> [Task brief] Using the entries below, write out the line with "Target: landscaped garden", the line with "Target: stadium facade", and every line in between, exactly as each is written.
[[ Record excerpts, beginning ]]
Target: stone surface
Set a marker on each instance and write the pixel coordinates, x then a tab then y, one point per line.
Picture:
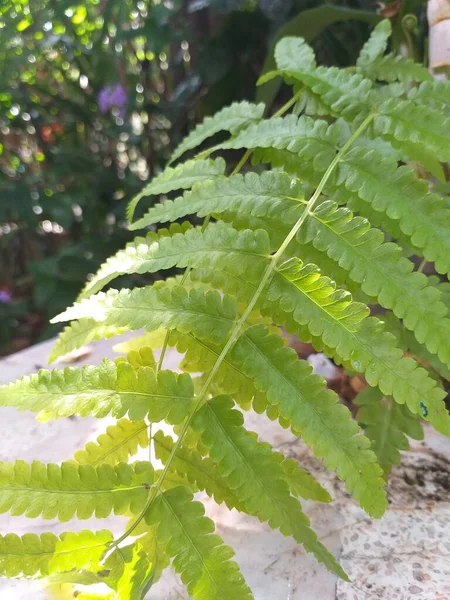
403	556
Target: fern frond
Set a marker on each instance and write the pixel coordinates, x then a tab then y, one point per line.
315	142
312	411
417	128
200	356
375	46
435	94
407	341
346	94
40	555
116	445
199	470
387	425
111	388
366	348
181	177
123	260
231	118
382	273
294	53
132	571
302	483
255	476
150	339
194	248
206	314
143	357
422	216
199	555
155	549
68	490
80	333
270	194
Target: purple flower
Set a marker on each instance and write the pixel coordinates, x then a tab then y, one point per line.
112	95
5	297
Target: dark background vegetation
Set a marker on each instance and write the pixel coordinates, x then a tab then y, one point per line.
95	96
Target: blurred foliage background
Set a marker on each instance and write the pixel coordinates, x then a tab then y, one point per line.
94	97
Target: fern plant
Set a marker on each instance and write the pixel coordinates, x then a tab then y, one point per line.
323	226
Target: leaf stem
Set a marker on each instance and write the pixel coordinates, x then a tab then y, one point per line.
237	328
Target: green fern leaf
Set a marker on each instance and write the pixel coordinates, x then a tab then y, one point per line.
181	177
292	53
270	194
63	491
301	303
375	46
314	141
418	126
155	549
393	67
132	572
116	445
200	356
80	333
422	217
312	411
124	259
256	477
346	94
231	118
194	248
302	483
387	425
40	555
202	472
408	343
143	357
111	388
382	273
206	314
199	555
150	339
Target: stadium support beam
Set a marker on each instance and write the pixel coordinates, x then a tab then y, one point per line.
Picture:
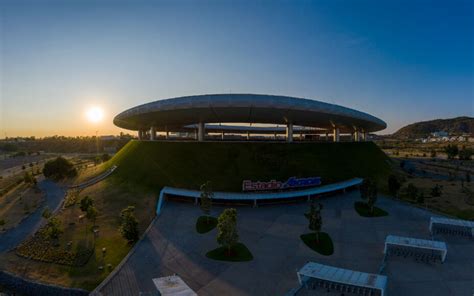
335	134
289	132
152	133
201	131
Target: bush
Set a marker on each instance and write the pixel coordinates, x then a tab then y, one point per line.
205	224
59	168
412	191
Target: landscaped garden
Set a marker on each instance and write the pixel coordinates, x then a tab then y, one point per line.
90	243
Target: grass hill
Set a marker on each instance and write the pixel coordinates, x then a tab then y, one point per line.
455	126
153	165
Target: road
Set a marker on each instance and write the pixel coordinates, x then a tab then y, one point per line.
54	196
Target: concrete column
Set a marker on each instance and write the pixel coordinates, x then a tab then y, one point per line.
335	136
201	131
289	132
152	133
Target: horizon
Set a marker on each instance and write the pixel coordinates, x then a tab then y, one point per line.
394	60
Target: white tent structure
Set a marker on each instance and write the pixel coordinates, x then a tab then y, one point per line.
343	280
452	226
173	286
415	247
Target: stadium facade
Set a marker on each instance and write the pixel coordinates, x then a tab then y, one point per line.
203	114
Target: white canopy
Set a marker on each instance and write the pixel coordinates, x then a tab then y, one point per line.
173	286
416	243
452	222
343	276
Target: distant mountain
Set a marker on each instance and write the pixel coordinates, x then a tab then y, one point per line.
454	126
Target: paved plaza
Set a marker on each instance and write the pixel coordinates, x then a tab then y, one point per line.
172	246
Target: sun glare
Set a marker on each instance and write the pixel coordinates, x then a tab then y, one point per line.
95	114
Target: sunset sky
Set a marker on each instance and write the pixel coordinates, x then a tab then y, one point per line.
402	61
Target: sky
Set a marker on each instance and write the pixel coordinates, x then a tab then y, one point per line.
402	61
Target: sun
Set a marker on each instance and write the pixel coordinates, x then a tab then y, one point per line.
94	114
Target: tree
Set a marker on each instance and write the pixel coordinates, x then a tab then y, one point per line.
451	151
393	185
372	198
420	198
436	191
105	157
412	191
86	202
206	199
465	153
59	168
91	214
368	191
53	228
29	179
129	224
227	235
315	219
46	213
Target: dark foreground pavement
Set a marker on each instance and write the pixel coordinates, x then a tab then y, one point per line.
272	234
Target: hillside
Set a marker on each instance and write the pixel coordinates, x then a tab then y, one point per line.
153	165
455	126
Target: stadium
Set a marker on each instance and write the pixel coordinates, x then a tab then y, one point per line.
205	114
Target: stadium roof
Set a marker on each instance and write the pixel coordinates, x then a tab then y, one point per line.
175	113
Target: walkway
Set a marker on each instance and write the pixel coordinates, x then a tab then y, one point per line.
54	197
272	235
234	196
[[ Record excerpts, end ]]
> [Exercise output]
Target: landscaped garden
Set a marker on each instance and write the pixel coordinates, x then a tab then y, one point per line.
90	243
Target: grass hill
Set a marker on each instance and write the pixel coordinates, x then a tab then y, one point per line.
455	126
153	165
Target: road
Set a marker on each instance and write the pixel coordinates, x then a tab then y, one point per line.
54	196
Target: concrete column
Set a marker on each instance and write the pixel coordinates, x then a tab then y, one point per line.
335	136
201	131
289	132
152	133
Target: horizon
Set a marker on each instance and write the pixel coordinates, x then a tab then y, one point per line.
394	60
Target: white tent structure
Set a marker on each instance and write the pixel coordinates, x then a tab then y, one point per line.
343	280
452	226
173	286
415	247
Target: stadium facade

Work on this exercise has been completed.